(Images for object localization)
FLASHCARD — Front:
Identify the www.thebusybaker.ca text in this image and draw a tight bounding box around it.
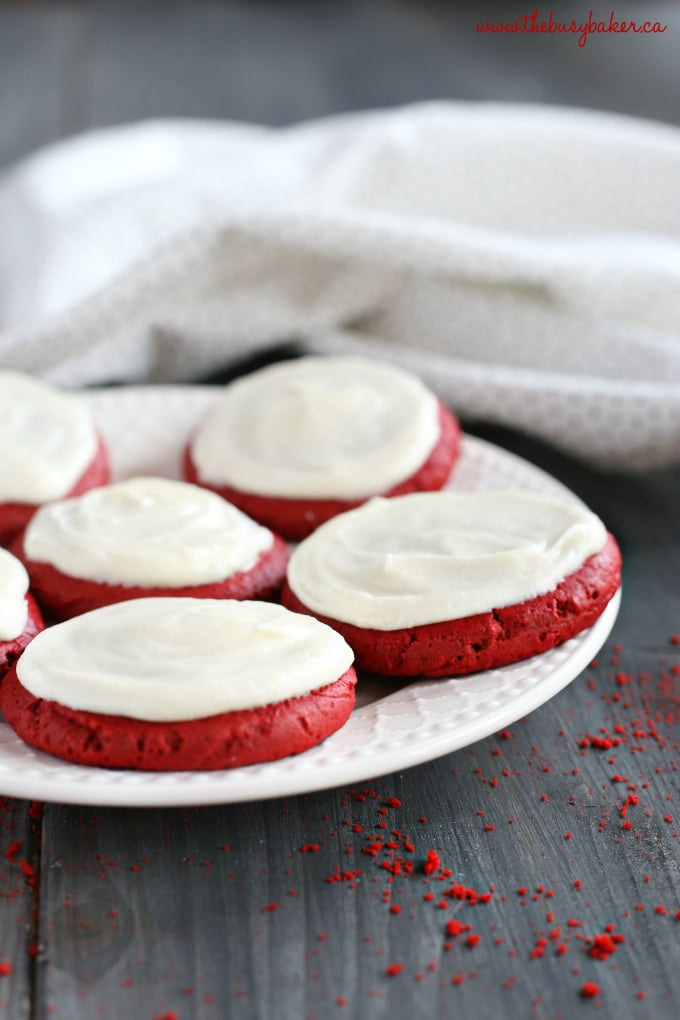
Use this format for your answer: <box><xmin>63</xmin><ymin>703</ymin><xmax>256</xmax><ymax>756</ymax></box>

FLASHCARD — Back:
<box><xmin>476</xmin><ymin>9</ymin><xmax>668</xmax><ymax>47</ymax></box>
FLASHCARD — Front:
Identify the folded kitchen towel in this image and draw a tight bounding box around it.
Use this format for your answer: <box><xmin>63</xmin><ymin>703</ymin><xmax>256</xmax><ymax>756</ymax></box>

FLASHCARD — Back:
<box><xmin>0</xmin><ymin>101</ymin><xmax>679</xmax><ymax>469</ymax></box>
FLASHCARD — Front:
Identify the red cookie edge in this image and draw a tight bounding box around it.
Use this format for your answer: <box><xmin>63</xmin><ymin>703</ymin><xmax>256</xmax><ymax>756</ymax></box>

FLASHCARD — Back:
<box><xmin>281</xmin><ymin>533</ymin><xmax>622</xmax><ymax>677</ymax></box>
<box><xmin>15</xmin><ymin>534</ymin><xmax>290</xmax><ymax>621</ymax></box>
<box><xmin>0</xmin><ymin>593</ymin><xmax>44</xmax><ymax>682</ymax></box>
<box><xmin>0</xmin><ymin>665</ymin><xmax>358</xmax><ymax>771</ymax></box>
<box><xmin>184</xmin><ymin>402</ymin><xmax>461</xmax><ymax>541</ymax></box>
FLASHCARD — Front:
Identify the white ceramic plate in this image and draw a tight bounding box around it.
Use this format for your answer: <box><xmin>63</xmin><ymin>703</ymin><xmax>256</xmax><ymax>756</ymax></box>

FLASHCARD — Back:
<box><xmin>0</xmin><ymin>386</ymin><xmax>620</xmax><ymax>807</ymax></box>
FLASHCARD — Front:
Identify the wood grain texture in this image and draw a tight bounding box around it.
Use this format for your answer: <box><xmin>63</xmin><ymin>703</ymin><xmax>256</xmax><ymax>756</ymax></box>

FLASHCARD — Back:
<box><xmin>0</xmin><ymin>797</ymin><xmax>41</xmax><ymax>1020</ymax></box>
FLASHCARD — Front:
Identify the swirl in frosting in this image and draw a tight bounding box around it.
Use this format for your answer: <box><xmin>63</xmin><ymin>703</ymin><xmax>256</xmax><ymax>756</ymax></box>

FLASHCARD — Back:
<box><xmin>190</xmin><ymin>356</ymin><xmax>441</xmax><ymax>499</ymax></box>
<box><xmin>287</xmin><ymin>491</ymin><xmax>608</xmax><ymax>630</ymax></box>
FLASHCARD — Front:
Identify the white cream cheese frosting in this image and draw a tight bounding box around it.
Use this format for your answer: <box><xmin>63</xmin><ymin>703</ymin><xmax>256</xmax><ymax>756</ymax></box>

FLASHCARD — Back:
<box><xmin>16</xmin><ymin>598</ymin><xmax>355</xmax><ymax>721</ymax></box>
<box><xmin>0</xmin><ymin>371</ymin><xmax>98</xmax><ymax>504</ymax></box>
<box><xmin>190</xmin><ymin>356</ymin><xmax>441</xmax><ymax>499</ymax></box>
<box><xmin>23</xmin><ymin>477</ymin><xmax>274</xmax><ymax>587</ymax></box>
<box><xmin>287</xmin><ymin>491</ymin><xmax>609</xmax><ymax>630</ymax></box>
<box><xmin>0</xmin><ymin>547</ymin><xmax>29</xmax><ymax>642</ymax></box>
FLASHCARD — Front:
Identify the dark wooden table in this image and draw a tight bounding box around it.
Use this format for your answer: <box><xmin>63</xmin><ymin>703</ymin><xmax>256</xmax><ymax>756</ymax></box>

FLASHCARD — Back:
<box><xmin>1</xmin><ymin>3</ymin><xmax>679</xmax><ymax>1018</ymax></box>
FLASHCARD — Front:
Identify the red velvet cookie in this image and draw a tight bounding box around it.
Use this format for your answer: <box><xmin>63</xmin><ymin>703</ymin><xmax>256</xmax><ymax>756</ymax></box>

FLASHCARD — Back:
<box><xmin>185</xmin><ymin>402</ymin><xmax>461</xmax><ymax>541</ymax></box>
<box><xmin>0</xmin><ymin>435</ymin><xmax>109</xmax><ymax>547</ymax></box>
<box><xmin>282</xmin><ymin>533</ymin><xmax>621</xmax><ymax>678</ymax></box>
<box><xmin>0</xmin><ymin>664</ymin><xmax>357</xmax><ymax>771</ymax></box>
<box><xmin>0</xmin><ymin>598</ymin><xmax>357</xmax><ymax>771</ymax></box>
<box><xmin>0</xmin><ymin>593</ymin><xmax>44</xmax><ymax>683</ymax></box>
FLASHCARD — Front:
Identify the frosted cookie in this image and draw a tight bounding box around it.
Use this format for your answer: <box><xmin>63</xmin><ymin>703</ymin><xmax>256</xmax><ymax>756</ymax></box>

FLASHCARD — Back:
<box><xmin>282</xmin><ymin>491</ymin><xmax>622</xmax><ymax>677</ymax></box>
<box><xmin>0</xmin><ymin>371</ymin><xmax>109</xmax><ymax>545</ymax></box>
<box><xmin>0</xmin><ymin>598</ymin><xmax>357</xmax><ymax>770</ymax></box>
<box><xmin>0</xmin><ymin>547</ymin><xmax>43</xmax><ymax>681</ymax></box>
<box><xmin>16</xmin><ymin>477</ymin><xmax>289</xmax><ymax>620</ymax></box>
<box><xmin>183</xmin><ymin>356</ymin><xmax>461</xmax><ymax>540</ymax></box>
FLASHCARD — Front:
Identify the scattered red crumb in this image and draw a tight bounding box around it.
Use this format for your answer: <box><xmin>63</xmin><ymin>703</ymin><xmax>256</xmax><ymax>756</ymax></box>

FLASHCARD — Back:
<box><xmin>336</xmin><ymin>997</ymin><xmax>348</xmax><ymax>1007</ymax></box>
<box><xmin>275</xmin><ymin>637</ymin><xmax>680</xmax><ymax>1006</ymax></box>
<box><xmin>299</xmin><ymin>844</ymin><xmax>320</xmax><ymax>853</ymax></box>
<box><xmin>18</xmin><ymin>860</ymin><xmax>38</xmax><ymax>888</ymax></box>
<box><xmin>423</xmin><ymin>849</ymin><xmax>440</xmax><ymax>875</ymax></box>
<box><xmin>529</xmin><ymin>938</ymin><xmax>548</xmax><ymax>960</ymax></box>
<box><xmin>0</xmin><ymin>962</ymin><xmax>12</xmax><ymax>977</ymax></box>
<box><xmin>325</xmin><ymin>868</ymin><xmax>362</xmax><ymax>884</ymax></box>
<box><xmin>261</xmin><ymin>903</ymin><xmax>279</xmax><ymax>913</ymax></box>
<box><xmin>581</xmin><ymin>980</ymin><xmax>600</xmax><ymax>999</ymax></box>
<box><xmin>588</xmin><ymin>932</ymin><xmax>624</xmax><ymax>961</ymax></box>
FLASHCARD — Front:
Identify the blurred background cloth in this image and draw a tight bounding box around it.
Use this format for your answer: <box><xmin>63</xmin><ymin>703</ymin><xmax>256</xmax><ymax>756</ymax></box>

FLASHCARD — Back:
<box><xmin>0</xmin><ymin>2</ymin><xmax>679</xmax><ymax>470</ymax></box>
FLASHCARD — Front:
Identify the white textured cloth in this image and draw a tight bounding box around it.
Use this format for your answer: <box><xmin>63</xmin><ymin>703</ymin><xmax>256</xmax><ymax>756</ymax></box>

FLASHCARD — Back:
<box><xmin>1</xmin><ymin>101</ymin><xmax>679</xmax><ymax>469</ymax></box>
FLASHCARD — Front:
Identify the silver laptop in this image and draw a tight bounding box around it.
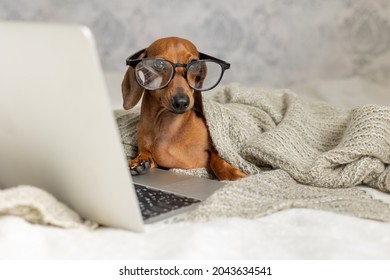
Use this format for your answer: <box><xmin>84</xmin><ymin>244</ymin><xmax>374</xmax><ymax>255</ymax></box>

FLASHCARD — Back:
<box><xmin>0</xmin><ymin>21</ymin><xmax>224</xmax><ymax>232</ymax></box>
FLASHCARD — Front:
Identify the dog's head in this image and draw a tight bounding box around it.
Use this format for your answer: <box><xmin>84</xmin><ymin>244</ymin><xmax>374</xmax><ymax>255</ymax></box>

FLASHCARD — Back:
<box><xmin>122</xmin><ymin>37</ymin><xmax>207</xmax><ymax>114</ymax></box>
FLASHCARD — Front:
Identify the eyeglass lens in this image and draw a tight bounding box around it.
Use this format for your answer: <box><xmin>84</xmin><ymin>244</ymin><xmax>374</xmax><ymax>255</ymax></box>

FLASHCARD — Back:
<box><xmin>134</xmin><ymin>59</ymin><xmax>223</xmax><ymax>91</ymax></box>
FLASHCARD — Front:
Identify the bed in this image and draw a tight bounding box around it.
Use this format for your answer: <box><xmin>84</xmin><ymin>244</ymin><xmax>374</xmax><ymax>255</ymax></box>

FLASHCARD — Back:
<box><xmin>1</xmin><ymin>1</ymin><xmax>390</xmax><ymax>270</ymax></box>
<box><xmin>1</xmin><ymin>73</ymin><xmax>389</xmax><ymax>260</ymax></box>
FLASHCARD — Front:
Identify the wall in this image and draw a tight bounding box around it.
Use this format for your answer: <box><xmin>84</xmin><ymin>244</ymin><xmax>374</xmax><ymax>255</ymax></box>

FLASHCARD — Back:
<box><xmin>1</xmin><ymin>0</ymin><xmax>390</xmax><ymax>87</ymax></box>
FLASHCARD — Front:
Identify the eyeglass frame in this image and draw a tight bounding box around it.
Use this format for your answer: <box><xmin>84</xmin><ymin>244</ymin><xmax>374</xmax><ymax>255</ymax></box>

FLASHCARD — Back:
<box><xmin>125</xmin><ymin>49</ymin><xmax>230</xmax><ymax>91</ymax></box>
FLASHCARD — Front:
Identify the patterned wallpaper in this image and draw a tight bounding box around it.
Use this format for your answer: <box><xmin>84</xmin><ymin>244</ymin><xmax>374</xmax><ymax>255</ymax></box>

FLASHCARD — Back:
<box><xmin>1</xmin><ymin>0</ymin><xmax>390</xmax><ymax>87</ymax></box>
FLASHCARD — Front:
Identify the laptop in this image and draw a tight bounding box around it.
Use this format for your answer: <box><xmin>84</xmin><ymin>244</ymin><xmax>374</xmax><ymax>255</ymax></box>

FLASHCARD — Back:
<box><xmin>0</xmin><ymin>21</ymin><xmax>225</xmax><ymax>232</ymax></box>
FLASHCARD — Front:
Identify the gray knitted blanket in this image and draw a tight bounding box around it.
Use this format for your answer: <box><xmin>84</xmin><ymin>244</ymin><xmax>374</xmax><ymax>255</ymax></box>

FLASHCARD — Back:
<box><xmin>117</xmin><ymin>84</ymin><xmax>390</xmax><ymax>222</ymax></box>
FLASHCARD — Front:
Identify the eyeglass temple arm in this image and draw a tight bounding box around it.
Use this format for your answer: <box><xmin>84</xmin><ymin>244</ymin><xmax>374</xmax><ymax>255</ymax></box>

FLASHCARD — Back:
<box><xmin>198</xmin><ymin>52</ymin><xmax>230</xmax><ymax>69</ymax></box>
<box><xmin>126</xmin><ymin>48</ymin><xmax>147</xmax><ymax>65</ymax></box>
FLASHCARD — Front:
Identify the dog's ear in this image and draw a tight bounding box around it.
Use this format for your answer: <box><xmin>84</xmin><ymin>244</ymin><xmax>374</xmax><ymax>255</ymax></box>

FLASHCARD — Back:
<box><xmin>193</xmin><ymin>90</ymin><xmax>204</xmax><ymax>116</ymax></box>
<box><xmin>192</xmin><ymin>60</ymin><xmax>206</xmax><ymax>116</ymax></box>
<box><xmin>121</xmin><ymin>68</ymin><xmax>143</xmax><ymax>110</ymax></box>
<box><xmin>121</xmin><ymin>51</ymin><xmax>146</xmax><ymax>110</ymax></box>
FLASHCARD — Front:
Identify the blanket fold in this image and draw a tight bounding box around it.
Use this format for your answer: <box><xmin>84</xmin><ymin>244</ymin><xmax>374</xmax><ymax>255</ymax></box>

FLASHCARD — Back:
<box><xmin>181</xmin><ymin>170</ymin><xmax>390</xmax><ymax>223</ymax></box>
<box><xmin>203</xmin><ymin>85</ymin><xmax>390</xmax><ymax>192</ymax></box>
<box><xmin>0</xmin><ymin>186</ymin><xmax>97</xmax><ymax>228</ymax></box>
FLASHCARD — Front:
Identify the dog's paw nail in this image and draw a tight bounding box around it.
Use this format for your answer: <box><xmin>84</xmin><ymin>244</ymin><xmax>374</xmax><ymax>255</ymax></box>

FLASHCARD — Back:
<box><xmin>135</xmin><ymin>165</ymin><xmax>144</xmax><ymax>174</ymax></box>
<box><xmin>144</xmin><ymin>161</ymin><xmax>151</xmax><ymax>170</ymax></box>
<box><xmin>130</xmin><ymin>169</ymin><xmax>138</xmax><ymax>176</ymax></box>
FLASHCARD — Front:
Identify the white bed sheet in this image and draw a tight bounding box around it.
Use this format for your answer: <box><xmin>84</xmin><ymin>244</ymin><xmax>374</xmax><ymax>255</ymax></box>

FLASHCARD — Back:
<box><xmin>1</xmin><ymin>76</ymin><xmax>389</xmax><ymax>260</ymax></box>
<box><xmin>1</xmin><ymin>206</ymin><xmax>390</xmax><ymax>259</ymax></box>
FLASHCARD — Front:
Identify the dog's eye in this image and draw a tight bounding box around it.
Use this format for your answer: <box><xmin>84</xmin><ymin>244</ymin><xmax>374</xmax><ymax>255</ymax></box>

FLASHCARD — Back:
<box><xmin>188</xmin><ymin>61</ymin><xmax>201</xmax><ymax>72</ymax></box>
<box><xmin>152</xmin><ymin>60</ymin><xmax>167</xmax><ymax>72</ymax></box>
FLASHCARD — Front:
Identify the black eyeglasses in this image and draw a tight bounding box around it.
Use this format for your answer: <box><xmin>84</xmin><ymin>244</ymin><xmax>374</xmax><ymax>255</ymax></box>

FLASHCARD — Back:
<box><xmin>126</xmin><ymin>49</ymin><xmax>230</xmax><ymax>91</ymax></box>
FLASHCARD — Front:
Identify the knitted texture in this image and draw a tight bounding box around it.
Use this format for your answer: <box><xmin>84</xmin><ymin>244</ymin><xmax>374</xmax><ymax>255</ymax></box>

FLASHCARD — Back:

=== Exercise prompt ===
"blanket" is the string to look for; please copy every line of the records above where it appears.

=== Solution to the problem ===
Identify the gray knitted blanket in this image and draw a tight bounding box around it.
Identify the blanket fold in this image and draw a tight bounding box around it.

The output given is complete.